__Objective__. Every line from the one containing "Can you find the brown" to the final line of the material below must be reproduced exactly; leave out all other lines.
[Begin Given data]
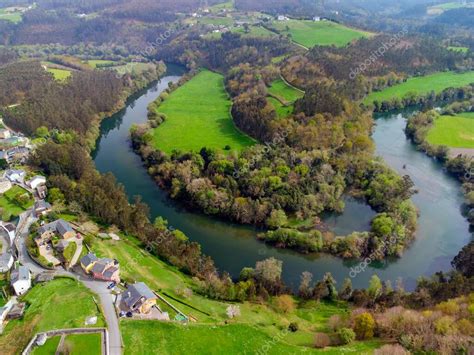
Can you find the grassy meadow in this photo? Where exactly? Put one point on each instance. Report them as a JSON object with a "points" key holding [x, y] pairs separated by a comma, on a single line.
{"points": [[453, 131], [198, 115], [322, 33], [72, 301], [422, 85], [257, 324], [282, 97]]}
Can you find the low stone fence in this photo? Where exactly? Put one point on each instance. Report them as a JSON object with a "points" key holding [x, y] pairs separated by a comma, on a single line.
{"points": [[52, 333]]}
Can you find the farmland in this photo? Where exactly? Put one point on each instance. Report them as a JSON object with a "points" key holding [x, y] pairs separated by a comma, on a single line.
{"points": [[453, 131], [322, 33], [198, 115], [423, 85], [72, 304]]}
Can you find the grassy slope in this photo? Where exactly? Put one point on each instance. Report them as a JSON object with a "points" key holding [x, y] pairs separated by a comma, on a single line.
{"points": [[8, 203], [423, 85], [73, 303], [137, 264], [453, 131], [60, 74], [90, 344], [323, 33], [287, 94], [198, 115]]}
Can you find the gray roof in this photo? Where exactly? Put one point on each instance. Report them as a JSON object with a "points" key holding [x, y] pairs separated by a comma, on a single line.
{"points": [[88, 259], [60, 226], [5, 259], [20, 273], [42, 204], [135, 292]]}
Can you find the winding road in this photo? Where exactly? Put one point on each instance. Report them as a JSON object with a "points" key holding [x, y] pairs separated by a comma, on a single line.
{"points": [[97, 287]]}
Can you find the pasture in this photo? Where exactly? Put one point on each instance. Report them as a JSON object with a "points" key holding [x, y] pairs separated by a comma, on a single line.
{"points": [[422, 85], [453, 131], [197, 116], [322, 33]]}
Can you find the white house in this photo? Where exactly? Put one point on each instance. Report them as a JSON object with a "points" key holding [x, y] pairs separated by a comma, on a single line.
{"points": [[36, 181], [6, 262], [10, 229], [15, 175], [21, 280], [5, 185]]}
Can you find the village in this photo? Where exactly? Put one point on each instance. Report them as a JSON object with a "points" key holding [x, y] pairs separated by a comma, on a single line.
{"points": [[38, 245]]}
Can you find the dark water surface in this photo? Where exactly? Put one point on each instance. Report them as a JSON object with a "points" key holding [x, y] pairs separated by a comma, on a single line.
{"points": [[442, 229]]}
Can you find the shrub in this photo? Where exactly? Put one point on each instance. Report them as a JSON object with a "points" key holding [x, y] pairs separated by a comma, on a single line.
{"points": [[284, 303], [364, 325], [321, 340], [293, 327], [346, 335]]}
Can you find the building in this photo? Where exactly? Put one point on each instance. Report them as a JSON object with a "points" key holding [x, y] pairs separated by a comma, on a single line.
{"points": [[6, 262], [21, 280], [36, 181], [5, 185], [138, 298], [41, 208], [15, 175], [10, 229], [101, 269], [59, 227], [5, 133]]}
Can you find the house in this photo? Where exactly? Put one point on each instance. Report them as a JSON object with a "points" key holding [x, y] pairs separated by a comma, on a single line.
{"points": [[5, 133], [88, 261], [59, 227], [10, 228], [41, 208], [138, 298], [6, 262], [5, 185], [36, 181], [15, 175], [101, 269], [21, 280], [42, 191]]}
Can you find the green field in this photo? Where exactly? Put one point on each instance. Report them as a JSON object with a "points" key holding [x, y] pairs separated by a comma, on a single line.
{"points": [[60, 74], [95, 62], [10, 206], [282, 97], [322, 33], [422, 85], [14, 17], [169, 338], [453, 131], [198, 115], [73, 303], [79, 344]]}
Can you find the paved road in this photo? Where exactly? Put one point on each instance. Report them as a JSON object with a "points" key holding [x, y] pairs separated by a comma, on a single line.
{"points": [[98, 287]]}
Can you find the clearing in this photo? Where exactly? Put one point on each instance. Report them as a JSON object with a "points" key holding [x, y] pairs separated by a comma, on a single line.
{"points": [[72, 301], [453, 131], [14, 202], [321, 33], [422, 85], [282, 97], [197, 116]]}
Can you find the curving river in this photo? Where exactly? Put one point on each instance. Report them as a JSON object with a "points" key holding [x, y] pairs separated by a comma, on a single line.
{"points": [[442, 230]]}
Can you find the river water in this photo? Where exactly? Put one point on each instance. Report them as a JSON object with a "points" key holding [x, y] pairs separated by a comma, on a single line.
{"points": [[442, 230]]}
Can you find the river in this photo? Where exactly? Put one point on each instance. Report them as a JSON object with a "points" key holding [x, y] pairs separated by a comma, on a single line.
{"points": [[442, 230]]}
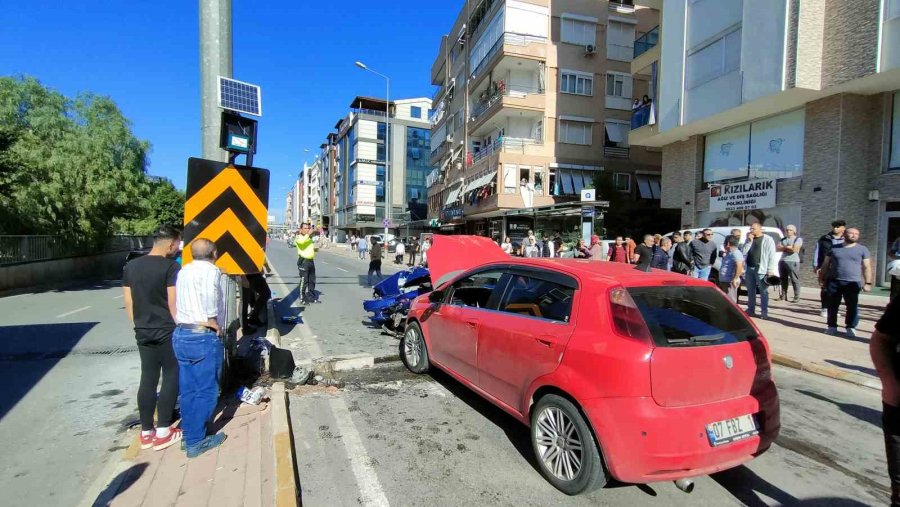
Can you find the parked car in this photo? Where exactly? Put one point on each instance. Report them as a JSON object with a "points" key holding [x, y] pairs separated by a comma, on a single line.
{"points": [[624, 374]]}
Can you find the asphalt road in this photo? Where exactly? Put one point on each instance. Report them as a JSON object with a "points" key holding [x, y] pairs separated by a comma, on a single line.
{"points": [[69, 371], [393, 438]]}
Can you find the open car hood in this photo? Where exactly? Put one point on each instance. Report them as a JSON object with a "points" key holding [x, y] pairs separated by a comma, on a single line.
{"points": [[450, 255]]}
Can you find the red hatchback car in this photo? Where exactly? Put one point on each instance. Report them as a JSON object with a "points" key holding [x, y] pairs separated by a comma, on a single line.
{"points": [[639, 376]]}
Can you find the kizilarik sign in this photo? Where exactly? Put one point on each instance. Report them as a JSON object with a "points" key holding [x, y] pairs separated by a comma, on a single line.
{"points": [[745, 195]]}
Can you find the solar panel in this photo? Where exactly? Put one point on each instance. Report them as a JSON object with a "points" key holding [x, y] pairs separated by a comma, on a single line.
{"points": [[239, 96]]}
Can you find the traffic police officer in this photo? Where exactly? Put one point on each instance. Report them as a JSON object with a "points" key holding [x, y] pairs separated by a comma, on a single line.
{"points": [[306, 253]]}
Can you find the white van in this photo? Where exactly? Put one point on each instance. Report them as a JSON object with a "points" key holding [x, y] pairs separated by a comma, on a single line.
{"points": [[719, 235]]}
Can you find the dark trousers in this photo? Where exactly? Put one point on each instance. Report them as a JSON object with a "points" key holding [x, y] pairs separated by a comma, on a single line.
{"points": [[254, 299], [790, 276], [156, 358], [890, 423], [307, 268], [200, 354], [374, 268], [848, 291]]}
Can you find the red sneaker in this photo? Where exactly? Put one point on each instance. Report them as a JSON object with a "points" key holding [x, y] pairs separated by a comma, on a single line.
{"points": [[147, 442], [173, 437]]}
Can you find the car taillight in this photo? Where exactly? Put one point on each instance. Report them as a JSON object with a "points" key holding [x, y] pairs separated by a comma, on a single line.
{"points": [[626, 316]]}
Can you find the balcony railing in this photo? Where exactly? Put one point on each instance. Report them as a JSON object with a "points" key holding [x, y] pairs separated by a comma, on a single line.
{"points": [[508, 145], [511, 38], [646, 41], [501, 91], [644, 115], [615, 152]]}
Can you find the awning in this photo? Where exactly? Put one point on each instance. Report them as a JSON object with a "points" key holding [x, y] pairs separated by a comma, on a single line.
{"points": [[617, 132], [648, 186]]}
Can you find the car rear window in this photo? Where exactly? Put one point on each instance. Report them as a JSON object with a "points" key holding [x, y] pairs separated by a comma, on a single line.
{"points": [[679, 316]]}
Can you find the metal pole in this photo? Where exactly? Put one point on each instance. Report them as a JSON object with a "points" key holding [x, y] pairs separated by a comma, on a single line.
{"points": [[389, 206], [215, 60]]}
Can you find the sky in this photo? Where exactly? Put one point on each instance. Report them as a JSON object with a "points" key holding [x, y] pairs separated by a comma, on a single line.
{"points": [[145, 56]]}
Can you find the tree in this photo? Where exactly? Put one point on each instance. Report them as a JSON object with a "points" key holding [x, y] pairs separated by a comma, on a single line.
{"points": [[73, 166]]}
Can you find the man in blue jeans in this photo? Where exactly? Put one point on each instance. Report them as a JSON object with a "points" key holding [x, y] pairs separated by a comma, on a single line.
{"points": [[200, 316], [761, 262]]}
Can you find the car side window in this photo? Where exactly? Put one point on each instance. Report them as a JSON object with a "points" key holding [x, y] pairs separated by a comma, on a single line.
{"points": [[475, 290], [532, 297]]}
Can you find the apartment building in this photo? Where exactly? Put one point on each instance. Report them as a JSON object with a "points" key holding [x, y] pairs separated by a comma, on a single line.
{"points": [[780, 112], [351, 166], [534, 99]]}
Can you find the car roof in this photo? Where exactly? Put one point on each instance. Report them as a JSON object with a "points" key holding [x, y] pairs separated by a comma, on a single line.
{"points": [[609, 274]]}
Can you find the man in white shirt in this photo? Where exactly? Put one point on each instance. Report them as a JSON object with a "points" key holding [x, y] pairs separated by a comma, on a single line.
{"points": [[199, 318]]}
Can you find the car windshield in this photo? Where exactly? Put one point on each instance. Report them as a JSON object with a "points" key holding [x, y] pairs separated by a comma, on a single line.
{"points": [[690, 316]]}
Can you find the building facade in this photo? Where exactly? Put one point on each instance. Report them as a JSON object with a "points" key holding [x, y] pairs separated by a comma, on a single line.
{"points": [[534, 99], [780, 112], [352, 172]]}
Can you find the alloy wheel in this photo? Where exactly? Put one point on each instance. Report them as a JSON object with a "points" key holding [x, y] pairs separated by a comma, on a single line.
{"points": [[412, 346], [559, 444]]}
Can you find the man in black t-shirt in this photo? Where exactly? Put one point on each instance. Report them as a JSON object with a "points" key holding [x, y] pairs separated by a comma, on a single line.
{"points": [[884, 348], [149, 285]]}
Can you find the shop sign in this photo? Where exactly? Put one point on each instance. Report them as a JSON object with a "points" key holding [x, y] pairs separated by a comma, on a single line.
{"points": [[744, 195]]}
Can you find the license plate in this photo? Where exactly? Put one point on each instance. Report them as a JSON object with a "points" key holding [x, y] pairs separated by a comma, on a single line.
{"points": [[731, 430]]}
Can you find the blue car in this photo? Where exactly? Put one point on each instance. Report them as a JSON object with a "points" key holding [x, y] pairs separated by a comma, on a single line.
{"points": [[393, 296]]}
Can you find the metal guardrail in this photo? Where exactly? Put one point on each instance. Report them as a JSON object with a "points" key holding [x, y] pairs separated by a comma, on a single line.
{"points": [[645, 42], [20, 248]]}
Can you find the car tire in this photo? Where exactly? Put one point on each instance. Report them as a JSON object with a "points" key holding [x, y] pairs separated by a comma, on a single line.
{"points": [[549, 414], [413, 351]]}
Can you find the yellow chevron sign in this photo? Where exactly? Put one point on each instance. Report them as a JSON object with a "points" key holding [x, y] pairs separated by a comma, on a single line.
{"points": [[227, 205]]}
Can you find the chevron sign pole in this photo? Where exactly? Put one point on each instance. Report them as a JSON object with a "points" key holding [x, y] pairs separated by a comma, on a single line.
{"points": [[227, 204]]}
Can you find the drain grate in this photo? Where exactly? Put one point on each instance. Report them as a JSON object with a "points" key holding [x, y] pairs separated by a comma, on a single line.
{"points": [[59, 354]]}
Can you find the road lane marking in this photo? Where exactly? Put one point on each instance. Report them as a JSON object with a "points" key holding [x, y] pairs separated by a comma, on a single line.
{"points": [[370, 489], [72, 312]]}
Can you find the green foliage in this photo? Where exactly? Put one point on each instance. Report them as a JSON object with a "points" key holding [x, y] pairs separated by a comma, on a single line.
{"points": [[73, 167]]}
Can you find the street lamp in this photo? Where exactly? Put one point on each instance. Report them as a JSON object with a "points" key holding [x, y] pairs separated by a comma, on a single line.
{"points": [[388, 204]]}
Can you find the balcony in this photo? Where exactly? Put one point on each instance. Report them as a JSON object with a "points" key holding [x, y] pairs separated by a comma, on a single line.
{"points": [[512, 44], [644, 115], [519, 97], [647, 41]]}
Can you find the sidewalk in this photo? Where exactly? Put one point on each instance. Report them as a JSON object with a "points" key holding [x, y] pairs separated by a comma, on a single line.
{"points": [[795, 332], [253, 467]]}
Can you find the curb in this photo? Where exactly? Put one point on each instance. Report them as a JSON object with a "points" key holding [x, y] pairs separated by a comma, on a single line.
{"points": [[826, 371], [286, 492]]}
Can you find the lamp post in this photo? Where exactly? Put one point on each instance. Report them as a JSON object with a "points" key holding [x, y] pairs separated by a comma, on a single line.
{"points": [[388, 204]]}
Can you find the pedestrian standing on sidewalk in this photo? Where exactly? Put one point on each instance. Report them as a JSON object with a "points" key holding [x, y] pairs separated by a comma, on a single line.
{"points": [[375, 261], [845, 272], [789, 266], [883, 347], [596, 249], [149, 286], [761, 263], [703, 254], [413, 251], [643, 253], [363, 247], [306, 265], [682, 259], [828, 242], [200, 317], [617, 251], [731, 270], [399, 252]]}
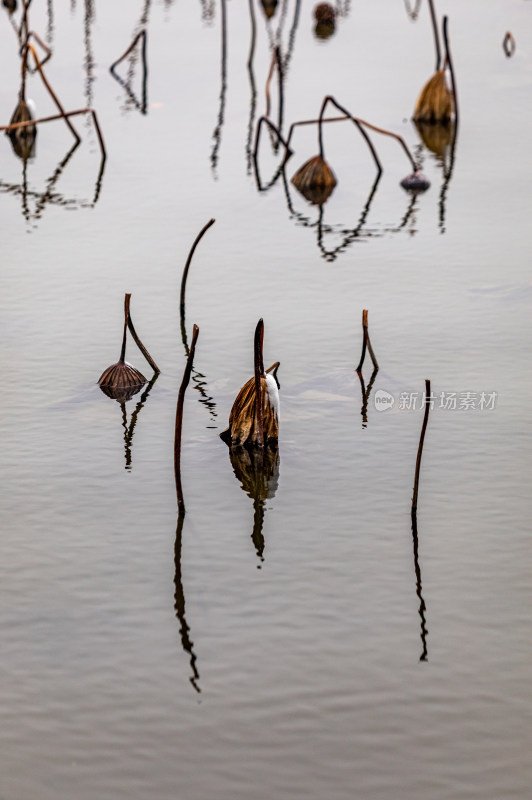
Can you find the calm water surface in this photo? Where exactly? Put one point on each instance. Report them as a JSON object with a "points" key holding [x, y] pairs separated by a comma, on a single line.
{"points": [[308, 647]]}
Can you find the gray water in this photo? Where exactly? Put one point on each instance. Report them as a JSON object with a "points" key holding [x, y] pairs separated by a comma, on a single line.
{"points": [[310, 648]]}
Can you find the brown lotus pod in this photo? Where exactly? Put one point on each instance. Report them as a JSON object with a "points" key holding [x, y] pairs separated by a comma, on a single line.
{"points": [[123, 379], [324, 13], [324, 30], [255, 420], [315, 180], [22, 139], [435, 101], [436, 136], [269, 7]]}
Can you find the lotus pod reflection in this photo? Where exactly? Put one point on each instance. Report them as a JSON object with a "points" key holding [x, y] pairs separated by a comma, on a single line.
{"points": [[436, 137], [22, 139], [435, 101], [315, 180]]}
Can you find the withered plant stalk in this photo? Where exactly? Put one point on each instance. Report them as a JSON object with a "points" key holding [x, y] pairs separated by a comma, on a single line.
[End Given data]
__Task solution__.
Can you find the brown lotus pod in this photo? Where exactly? Put one point on each instance. Report them as a JSON object with a "points" key holding [x, y] pairs separated by a comma, on a single line.
{"points": [[123, 379], [324, 13], [324, 30], [255, 420], [315, 180], [22, 139], [435, 101], [436, 136], [269, 7]]}
Can you find the lotus pod reflection in this photo? Where exactly? Put one point on each instance. Report them as a JSON object with a "points" key holding [x, y] pairs separated by a comma, on a single line.
{"points": [[436, 137], [22, 139], [435, 101], [315, 180]]}
Can you find the withered plant stalk in this photo? Where exactly? Put one point on each instance. Report them as a JSON object with a "points" key holding [x, y] pairs separated by a comma, on a single line.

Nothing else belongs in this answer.